BRIEF 1:
Name every person who appears by name in the mailing-list post about fixing LD_HWCAP_MASK handling.
BRIEF 2:
In the mailing-list post about fixing LD_HWCAP_MASK handling, who first reported the issue as a security problem?
BRIEF 3:
Carry on the mailing-list post about fixing LD_HWCAP_MASK handling from the point where it stops.

### EXTRACTED TEXT

* [PATCH] Fix LD_HWCAP_MASK handling
@ 2007-07-04 17:58 Jakub Jelinek
2007-07-04 20:45 ` Andreas Schwab
0 siblings, 1 reply; 2+ messages in thread
From: Jakub Jelinek @ 2007-07-04 17:58 UTC (permalink / raw)
To: Ulrich Drepper; +Cc: Glibc hackers
Hi!
Initially reported by Tavis Ormandy as a security problem, but I do not
believe this can be successfully exploited:
- the problematic code (_dl_important_hwcaps) is run when ld.so isn't
yet fully initialized and only ld.so, the binary, tiny stack and possibly
vdso are mapped in the address space, so no libc around, calls through
PLT don't work, etc.
- ld.so's minimal malloc is used (which just incrementally allocates memory,
first from the end of ld.so's writable segment, then mmap, only last
allocation can be freed), there is no real heap with sensitive data
structures in between regions
- _dl_important_hwcaps mallocs (using a single minimal malloc) two
consecutive chunks of memory, the first is an array of r_strlenpair
structures, the second part will be a huge string, consisting of the hwcap
names (hardcoded in ld.so or provided by the kernel, typically only
lowercase letters and digits) and separated by the directory separator
- /
First the code fills the first 2 entries in the array, then sets up
the string area, using mempcpy calls and last it fills the rest of the
array in the first area of the allocation. The first area
is (1 << cnt) * sizeof (struct r_strlenpair) bytes long, where cnt
is the number of important hwcaps (LD_HWCAP_MASK bits anded with actual
AT_HWCAP bits, plus a few hardcoded or kernel provided ones - one
"tls" hwcap, one with the name of the platform ("i686", etc.) and from
kernel sometimes "nosegneg".

######
### ITEMS

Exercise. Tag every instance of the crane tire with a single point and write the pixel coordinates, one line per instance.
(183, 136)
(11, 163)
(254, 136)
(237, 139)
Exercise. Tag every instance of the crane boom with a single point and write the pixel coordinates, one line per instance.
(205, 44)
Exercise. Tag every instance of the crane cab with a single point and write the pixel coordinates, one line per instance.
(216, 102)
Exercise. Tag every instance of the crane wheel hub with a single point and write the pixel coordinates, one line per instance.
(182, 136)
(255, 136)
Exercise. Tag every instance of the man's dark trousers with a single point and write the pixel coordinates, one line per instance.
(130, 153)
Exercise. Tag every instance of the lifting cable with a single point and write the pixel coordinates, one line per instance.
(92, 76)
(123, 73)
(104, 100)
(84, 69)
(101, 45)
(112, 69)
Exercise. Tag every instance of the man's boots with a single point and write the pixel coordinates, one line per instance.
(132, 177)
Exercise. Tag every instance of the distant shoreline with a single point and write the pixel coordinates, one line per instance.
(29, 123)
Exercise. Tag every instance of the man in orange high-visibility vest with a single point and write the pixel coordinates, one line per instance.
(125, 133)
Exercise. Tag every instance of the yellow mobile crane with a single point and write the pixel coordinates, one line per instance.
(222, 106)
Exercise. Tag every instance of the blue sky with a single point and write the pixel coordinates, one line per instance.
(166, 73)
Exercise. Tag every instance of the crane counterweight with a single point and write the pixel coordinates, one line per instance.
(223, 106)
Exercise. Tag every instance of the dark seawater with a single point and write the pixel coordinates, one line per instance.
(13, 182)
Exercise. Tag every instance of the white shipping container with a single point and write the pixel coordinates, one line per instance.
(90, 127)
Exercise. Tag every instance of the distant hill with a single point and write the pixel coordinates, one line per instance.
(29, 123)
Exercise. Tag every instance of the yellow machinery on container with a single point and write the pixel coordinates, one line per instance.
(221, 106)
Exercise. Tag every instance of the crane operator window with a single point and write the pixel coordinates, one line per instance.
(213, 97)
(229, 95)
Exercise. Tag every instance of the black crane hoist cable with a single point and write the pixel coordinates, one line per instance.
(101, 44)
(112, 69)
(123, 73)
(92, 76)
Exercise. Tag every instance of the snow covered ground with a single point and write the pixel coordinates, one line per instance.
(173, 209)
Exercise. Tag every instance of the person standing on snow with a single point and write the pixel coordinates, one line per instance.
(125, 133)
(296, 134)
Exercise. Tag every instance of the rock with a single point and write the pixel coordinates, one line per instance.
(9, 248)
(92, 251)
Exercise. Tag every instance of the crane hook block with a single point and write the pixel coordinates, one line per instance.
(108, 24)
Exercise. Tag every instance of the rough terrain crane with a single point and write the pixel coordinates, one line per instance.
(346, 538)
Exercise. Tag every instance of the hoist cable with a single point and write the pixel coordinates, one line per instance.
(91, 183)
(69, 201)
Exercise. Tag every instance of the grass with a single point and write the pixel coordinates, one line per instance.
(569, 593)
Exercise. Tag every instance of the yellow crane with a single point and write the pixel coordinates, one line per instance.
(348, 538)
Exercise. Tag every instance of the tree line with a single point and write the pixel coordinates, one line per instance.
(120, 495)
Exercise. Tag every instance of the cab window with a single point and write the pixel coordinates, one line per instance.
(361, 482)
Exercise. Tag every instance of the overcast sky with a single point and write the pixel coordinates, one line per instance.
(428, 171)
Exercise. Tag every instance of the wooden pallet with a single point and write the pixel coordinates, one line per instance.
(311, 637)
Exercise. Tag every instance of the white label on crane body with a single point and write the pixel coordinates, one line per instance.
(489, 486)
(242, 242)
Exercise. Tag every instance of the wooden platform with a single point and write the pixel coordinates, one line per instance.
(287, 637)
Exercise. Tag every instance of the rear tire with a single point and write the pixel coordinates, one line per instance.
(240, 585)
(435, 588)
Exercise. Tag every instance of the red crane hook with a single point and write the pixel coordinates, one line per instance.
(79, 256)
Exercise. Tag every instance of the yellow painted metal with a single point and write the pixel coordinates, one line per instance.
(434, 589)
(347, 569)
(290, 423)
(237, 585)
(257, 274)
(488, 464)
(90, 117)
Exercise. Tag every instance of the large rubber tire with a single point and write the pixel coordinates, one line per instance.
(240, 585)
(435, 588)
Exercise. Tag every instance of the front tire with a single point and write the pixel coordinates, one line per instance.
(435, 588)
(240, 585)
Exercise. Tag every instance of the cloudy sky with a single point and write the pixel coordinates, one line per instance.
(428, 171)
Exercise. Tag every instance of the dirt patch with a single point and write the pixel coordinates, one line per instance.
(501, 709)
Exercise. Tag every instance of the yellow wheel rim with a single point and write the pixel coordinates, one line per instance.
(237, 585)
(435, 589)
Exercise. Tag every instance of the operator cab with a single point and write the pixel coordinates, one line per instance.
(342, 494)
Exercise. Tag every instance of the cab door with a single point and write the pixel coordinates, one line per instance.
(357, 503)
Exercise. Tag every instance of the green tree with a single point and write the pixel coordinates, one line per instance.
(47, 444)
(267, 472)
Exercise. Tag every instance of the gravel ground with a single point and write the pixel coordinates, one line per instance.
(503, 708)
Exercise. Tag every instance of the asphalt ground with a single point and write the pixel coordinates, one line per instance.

######

ANSWER 1:
Jakub Jelinek, Andreas Schwab, Ulrich Drepper, Tavis Ormandy

ANSWER 2:
Tavis Ormandy

ANSWER 3:
- no architecture defines more than ~ 35 hwcaps and all hwcaps have ld.so
or kernel controlled very short names, so on 64-bit architectures
the computation of total and (1 << cnt) * sizeof (struct r_strlenpair) +
total won't overflow. If there isn't enough memory (mmap fails),
the minimal malloc implementation will either die with an assertion
failure or (in -DNDEBUG builds) return -1UL. The code after that will
store something to -1UL + sizeof (char *) and as nothing is mapped
at address 0 at that point, will just segfault
- on most 32-bit architectures there aren't enough AT_HWCAP bits set
or defined in the hwcap strings, only i?86 has all hwcap bits defined
- if cnt is too big (29 and more on 32-bit i?86), (1 << cnt) * sizeof
(struct r_strlenpair) overflows to 0 and therefore the string
initialization goes from the beginning of minimal malloc returned area
upwards, where it surely will hit some unmapped page, either in the
string initialization or in the subsequent loop initializing the array
(both go from the bottom upwards)
- the problematic case is cnt smaller than that (28, 27) where malloc
returns != -1UL, but smaller than the expected size, either because
of overflow (for cnt == 28), or because ld.so's _end was closer to
end of virtual address space than the non-overflown size of the region.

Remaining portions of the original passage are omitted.